▸ INFORMATION SHOWN:

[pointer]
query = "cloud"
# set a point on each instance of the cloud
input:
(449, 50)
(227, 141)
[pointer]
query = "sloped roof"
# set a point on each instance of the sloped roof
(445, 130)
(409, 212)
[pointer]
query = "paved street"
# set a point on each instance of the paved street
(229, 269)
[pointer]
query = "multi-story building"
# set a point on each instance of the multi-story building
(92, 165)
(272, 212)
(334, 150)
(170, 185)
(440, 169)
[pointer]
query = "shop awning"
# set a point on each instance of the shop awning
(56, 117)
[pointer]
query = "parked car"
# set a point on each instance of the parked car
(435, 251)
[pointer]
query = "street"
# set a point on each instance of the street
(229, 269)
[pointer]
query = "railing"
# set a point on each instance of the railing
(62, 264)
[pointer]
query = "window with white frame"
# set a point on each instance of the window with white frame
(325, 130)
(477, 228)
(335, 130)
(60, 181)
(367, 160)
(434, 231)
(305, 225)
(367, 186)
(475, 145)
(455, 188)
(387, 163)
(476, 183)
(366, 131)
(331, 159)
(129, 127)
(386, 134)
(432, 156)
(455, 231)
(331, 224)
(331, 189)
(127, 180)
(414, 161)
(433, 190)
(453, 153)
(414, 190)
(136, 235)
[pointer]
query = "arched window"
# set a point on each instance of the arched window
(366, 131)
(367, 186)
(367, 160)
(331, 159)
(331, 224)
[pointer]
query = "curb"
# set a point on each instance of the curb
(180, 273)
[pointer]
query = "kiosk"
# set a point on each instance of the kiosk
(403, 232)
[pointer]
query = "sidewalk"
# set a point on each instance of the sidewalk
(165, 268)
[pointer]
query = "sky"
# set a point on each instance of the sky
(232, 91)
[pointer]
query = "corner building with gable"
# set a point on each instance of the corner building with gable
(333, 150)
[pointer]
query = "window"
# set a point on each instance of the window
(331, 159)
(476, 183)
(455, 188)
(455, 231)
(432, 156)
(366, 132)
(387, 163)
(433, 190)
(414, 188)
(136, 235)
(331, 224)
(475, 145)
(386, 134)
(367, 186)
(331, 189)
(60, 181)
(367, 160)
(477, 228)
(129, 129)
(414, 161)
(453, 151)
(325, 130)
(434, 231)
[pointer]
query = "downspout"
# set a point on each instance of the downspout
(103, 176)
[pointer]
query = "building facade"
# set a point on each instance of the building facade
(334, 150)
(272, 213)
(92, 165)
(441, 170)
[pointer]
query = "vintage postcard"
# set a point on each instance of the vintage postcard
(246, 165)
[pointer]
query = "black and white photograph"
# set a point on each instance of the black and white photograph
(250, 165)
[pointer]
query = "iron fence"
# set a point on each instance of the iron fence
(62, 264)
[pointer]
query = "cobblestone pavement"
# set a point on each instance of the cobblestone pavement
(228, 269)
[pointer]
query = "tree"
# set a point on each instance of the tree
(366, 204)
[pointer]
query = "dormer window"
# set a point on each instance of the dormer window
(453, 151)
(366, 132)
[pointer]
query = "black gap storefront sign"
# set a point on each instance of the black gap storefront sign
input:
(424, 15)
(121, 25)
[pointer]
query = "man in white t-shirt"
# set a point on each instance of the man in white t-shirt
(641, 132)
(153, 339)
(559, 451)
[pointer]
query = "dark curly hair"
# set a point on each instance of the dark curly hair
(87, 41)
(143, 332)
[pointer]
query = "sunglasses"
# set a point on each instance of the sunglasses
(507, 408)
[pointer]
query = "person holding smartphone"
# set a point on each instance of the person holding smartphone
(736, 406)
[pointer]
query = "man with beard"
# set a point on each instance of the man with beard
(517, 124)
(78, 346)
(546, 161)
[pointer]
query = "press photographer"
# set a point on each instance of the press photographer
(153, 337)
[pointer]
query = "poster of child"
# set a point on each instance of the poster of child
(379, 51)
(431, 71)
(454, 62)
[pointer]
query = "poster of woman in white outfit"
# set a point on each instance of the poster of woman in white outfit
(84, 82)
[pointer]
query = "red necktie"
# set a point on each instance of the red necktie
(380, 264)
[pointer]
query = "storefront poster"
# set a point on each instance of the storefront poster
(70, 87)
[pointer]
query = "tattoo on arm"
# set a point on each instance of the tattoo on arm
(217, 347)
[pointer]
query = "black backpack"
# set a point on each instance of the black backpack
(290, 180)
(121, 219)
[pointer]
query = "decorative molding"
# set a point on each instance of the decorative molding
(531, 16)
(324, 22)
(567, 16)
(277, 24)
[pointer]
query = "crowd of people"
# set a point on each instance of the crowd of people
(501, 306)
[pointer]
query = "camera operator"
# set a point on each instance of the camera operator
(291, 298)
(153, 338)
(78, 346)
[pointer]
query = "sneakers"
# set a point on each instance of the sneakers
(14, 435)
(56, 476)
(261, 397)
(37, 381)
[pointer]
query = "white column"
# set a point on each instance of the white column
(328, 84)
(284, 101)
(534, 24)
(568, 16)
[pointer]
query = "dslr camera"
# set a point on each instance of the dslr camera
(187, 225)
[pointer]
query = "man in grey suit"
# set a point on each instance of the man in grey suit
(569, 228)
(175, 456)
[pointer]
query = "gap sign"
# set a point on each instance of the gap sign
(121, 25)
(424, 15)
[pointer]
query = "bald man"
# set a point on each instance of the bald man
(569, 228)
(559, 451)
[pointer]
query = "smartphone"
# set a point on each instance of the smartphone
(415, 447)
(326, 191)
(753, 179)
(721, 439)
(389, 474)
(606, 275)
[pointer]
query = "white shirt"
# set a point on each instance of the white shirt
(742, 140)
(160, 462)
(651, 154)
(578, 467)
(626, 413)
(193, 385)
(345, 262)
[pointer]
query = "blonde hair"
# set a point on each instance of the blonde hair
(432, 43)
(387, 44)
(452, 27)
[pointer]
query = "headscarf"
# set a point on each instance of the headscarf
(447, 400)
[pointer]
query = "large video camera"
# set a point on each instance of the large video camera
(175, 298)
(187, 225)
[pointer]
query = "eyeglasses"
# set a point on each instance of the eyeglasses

▸ ABOUT THIS EXERCISE:
Repeat the records word for word.

▸ TASK OUTPUT:
[pointer]
query = "cloud"
# set a point on each instance of the cloud
input:
(449, 50)
(227, 141)
[pointer]
query = "sloped roof"
# set a point on each instance of the sloped roof
(445, 130)
(409, 212)
[pointer]
query = "paved street"
# set a point on each instance of the paved street
(229, 269)
[pointer]
query = "multi-story building"
# set a point on each instance of the multi-story building
(92, 165)
(272, 212)
(334, 150)
(170, 185)
(440, 169)
[pointer]
query = "shop awning"
# set a point on each instance of the shop awning
(56, 117)
[pointer]
query = "parked car"
# set a point on each instance of the parked car
(435, 251)
[pointer]
query = "street"
# set a point on each instance of the street
(229, 269)
[pointer]
query = "railing"
# set a point on each instance of the railing
(62, 264)
[pointer]
query = "window with white frame"
# set a point on each instance of the window with white frame
(325, 130)
(477, 228)
(335, 130)
(60, 181)
(367, 160)
(434, 231)
(305, 225)
(367, 186)
(475, 145)
(455, 188)
(387, 163)
(476, 183)
(366, 131)
(331, 159)
(129, 127)
(386, 134)
(432, 156)
(455, 231)
(331, 224)
(331, 189)
(127, 180)
(414, 161)
(433, 190)
(453, 153)
(414, 190)
(136, 235)
[pointer]
query = "arched window"
# set a point on each instance of the arched window
(366, 131)
(367, 186)
(367, 160)
(331, 159)
(331, 224)
[pointer]
query = "curb"
# set a point on each instance of the curb
(180, 273)
[pointer]
query = "kiosk"
# set a point on each instance of the kiosk
(403, 232)
[pointer]
query = "sidewalk"
# set a point on each instance of the sidewalk
(165, 268)
[pointer]
query = "sky"
# set a point on each instance of the sky
(232, 91)
[pointer]
query = "corner building with gable"
# set a point on each instance of the corner building with gable
(333, 150)
[pointer]
query = "window"
# set a point on each instance of the window
(331, 159)
(476, 183)
(455, 188)
(455, 231)
(432, 156)
(366, 132)
(387, 163)
(433, 190)
(414, 188)
(136, 235)
(331, 224)
(475, 145)
(386, 134)
(367, 186)
(331, 189)
(60, 181)
(367, 160)
(477, 228)
(129, 129)
(414, 161)
(453, 151)
(325, 130)
(434, 231)
[pointer]
query = "downspout"
# set a point on each instance of the downspout
(103, 176)
[pointer]
query = "building facade"
# set a point on each instance of the building facade
(334, 150)
(272, 213)
(92, 165)
(441, 170)
[pointer]
query = "vintage postcard"
# set a point on each instance of the vintage postcard
(246, 165)
[pointer]
query = "black and white photograph"
# set a point on each instance of the black and white photograph
(250, 165)
[pointer]
query = "iron fence"
# set a point on each instance of the iron fence
(62, 264)
[pointer]
query = "cobblestone pavement"
# set a point on each instance of the cobblestone pavement
(228, 269)
[pointer]
query = "tree"
# set a point on each instance of the tree
(366, 204)
[pointer]
query = "dormer window"
# set a point on each instance of the dormer window
(453, 151)
(366, 132)
[pointer]
query = "black gap storefront sign"
# set a point on each instance of the black gap storefront sign
input:
(424, 15)
(121, 25)
[pointer]
query = "man in white t-shirt"
# set a point on each instance of the man in white t-shirt
(641, 132)
(153, 339)
(559, 451)
[pointer]
query = "dark curly hair"
# set a point on each instance of the dark curly hair
(87, 41)
(143, 332)
[pointer]
query = "sunglasses"
# set a point on each instance of the sunglasses
(507, 408)
[pointer]
query = "person holding smartphone"
# set a point on each instance of the person holding smartphone
(736, 406)
[pointer]
query = "man with beard"
# set a point on each instance of the man with beard
(517, 124)
(78, 346)
(546, 161)
[pointer]
query = "press photographer"
# set a point on each instance of the press photographer
(153, 337)
[pointer]
query = "poster of child"
# set a point on each instance of the poster of child
(379, 51)
(431, 71)
(454, 62)
[pointer]
query = "poster of woman in white outfit"
# set a point on each instance of the poster of woman in white outfit
(84, 82)
[pointer]
query = "red necktie"
# set a point on each instance of the red necktie
(380, 264)
[pointer]
query = "storefront poster"
# set a point on each instance of the storefront poster
(70, 87)
[pointer]
query = "tattoo on arm"
# set a point on each instance of the tattoo on arm
(217, 347)
[pointer]
query = "black backpack"
# set a point on each instance of the black backpack
(290, 180)
(121, 219)
[pointer]
query = "decorative molding"
# set a point on each instance of the decorative molding
(531, 16)
(324, 22)
(567, 16)
(277, 24)
[pointer]
query = "crowd of people"
# set a point on each instance of the crowd of people
(501, 306)
[pointer]
query = "camera operator"
# set a point on each instance of the camera operator
(291, 298)
(153, 338)
(78, 346)
[pointer]
query = "sneakers"
# set a point on each instance of the sneakers
(14, 435)
(56, 476)
(261, 397)
(37, 381)
[pointer]
query = "white column"
# set a point on each instance of the white column
(328, 84)
(284, 101)
(534, 24)
(568, 16)
[pointer]
query = "dslr camera"
# set a point on each instance of the dslr camera
(187, 225)
[pointer]
query = "man in grey suit"
# set a point on each instance of the man in grey suit
(569, 228)
(175, 456)
[pointer]
query = "gap sign"
# set a point on each instance of the gap sign
(121, 25)
(424, 15)
[pointer]
query = "bald man"
# set a point on each instance of the bald man
(569, 228)
(559, 451)
[pointer]
query = "smartphone"
# set a point on each instance of the smartphone
(415, 447)
(326, 191)
(753, 179)
(721, 439)
(389, 474)
(606, 275)
[pointer]
query = "white shirt"
# set a point on each instance of the white shirt
(742, 140)
(160, 462)
(651, 154)
(578, 467)
(626, 413)
(193, 385)
(345, 262)
[pointer]
query = "blonde hair"
# set a point on each instance of the blonde hair
(432, 43)
(387, 44)
(452, 27)
[pointer]
query = "headscarf"
# set a point on each instance of the headscarf
(447, 400)
[pointer]
query = "large video camera"
# set a point on each instance of the large video camera
(175, 298)
(187, 225)
[pointer]
query = "eyeglasses"
# set a point on each instance of the eyeglasses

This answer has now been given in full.